- STATED TASK -
Quote each record exactly, please, leaving none out.

--------------------------------------------------

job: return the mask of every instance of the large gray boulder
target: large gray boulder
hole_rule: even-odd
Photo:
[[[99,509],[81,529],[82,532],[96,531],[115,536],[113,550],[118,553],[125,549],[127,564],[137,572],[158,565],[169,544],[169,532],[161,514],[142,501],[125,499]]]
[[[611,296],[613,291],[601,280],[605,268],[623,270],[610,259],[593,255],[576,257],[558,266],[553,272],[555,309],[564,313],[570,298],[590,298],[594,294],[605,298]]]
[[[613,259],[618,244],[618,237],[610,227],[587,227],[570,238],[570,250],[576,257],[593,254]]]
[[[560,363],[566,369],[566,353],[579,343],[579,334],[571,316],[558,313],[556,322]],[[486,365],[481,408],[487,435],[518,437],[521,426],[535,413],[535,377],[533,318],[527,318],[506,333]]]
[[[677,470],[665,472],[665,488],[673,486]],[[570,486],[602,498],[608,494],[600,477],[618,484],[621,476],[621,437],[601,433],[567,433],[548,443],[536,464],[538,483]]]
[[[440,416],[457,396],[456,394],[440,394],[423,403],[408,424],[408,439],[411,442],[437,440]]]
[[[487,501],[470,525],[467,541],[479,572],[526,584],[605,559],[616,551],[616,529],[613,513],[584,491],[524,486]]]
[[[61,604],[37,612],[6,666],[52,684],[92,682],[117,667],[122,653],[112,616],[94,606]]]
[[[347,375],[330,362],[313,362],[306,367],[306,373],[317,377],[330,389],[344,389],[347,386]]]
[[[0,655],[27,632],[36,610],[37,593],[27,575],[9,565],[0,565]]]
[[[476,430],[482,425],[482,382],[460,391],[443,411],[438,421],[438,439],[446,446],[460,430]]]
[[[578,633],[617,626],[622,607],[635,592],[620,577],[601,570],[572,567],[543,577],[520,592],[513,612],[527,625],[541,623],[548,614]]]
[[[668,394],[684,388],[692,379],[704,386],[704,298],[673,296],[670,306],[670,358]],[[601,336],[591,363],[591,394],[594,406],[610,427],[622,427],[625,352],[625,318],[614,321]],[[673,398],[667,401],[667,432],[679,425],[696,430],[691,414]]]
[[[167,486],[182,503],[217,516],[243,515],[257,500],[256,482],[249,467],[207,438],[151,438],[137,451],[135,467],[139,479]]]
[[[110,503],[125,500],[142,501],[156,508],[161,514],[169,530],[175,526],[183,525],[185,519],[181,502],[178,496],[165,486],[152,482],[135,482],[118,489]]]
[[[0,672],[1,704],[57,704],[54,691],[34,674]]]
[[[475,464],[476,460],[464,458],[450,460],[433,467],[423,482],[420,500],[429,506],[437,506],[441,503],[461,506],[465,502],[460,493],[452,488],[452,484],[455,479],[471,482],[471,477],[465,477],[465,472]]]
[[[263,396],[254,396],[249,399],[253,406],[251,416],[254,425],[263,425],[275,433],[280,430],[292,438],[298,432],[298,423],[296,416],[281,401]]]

--------------------------------------------------

- COMPLETE ANSWER -
job: return the mask of every instance of the large gray boulder
target: large gray boulder
hole_rule: even-odd
Photo:
[[[99,509],[81,529],[82,532],[96,531],[115,536],[113,550],[118,553],[125,549],[127,564],[137,572],[158,565],[169,544],[169,532],[161,514],[142,501],[125,499]]]
[[[611,296],[613,291],[601,280],[605,268],[623,270],[610,259],[593,255],[576,257],[558,266],[553,272],[555,309],[564,313],[570,298],[590,298],[594,294],[605,298]]]
[[[613,259],[618,244],[618,237],[610,227],[587,227],[570,238],[570,250],[576,257],[593,254]]]
[[[560,363],[566,369],[566,353],[579,343],[579,334],[571,316],[558,313],[556,322]],[[486,365],[481,408],[487,435],[518,437],[521,426],[535,413],[535,377],[533,318],[527,318],[506,333]]]
[[[677,470],[665,472],[665,488],[673,486]],[[570,486],[602,498],[608,494],[600,477],[618,484],[621,476],[621,437],[601,433],[567,433],[548,443],[536,464],[538,483]]]
[[[440,416],[457,396],[456,394],[440,394],[423,403],[408,424],[408,439],[411,442],[437,440]]]
[[[487,501],[470,525],[467,541],[479,572],[526,584],[605,559],[616,551],[616,529],[613,513],[584,491],[524,486]]]
[[[61,604],[37,612],[6,666],[52,684],[92,682],[117,667],[122,653],[112,616],[94,606]]]
[[[347,375],[330,362],[313,362],[306,367],[306,373],[317,377],[330,389],[344,389],[347,386]]]
[[[0,655],[27,632],[36,610],[37,593],[27,575],[9,565],[0,565]]]
[[[476,430],[482,425],[482,382],[460,391],[443,411],[438,421],[438,439],[446,446],[460,430]]]
[[[578,633],[617,626],[622,607],[635,592],[620,577],[601,570],[572,567],[543,577],[520,592],[513,612],[527,625],[541,623],[548,614]]]
[[[668,394],[684,388],[692,379],[704,386],[704,298],[673,296],[670,306],[670,358]],[[601,336],[591,363],[591,394],[594,406],[610,427],[622,427],[625,352],[625,318],[614,321]],[[673,398],[667,401],[667,432],[679,425],[696,430],[691,414]]]
[[[167,486],[182,503],[217,516],[243,515],[257,500],[256,482],[249,467],[207,438],[151,438],[137,451],[135,467],[139,479]]]
[[[110,503],[125,500],[142,501],[156,508],[161,514],[169,530],[175,526],[183,525],[185,519],[181,502],[178,496],[165,486],[152,482],[135,482],[118,489]]]
[[[0,672],[1,704],[57,704],[54,691],[34,674]]]
[[[475,464],[476,460],[464,458],[450,460],[433,467],[423,482],[420,500],[429,506],[437,506],[441,503],[461,506],[465,502],[460,493],[452,488],[452,484],[455,479],[471,482],[471,477],[465,477],[465,472]]]
[[[263,396],[254,396],[249,399],[253,406],[251,416],[254,425],[263,425],[275,433],[280,430],[292,438],[298,432],[298,423],[296,416],[281,401]]]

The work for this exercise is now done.